Task set:
a) From the Form 8-K cover page, pull out the text between "Pursuant to Section" and "(July 22, 2014)", inclusive.
b) Using the Form 8-K cover page, decide whether each statement agrees with it. Answer yes or no, and quote the words that settle it.
(i) The company is incorporated in Delaware.
(ii) The earliest event reported took place on July 28, 2014.
(iii) The registrant's telephone number is (212) 710-4100.
c) Carry on writing the Form 8-K cover page, starting after the last line shown.

SECURITIES AND EXCHANGE COMMISSION

Washington, D.C. 20549

_________________

 

FORM 8-K

 

CURRENT REPORT

 

Pursuant to Section 13 or Section 15(d) of the Securities Exchange Act of 1934

 

Date of Report (Date of earliest event reported): July 28, 2014 (July 22, 2014)

 _________________

 

TERRAPIN 3 ACQUISITION CORPORATION

(Exact name of registrant as specified in its charter)

 

Delaware   001-36547   46-4388636
(State or other jurisdiction of incorporation or organization)   (Commission File Number)   (I.R.S. Employer Identification Number)

  

c/o Terrapin Partners, LLC 

590 Madison Avenue

 35th Floor

 New York, NY

  10022
(Address of principal executive offices)   (Zip Code)

 

Registrant’s telephone number, including area code:  (212) 710-4100

 

Not Applicable

 

 (Former name or former address, if changed since last report)

 

Check the appropriate box below if the Form 8-K filing is intended to simultaneously satisfy the filing obligation to the registrant under any of the following provisions:

 

¨ Written communications pursuant to Rule 425 under the Securities Act (17 CFR 230.425)

 

¨ Soliciting material pursuant to Rule 14a-12 under the Exchange Act (17 CFR 240.14a-12)

 

¨ Pre-commencement communications pursuant to Rule 14d-2(b) under the Exchange Act (17 CFR 240.14d-2(b))

 

¨ Pre-commencement communications pursuant to Rule 13e-4(c) under the Exchange Act (17 CFR 240.13e-4(c))

Collected material:
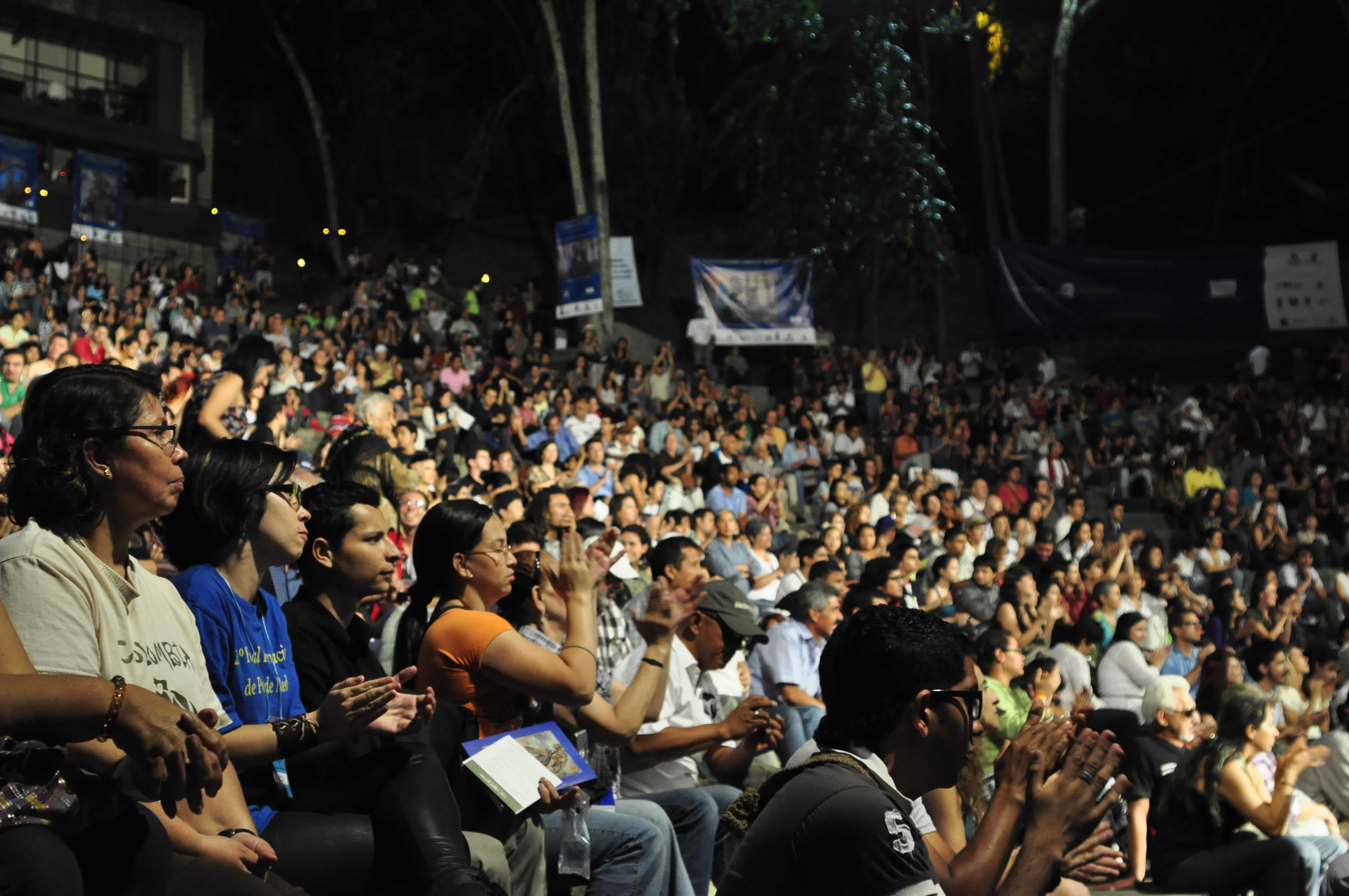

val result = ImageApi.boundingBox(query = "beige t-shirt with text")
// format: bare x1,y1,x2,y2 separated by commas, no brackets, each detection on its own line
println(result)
0,521,229,727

Answers to each task:
a)
Pursuant to Section 13 or Section 15(d) of the Securities Exchange Act of 1934

 

Date of Report (Date of earliest event reported): July 28, 2014 (July 22, 2014)

b)
(i) Yes: "Delaware"
(ii) No: "Date of Report (Date of earliest event reported): July 28, 2014 (July 22, 2014)"
(iii) Yes: "Registrant’s telephone number, including area code:  (212) 710-4100"

c)
Item 4.01   Changes in Registrant’s Certifying Accountant

 

As previously reported in the Registration Statement on Form S-1/A, filed by Terrapin 3 Acquisition Corporation (the “Company”) on July 11, 2014, on June 30, 2014, KPMG LLP (“KPMG”) acquired certain assets of Rothstein Kass & Company, P.C. and certain of its affiliates (“Rothstein Kass”), the Company’s former independent registered public accounting firm.  On July 22, 2014, with the approval of its Audit Committee, the Company engaged KPMG as its new independent registered public accounting firm.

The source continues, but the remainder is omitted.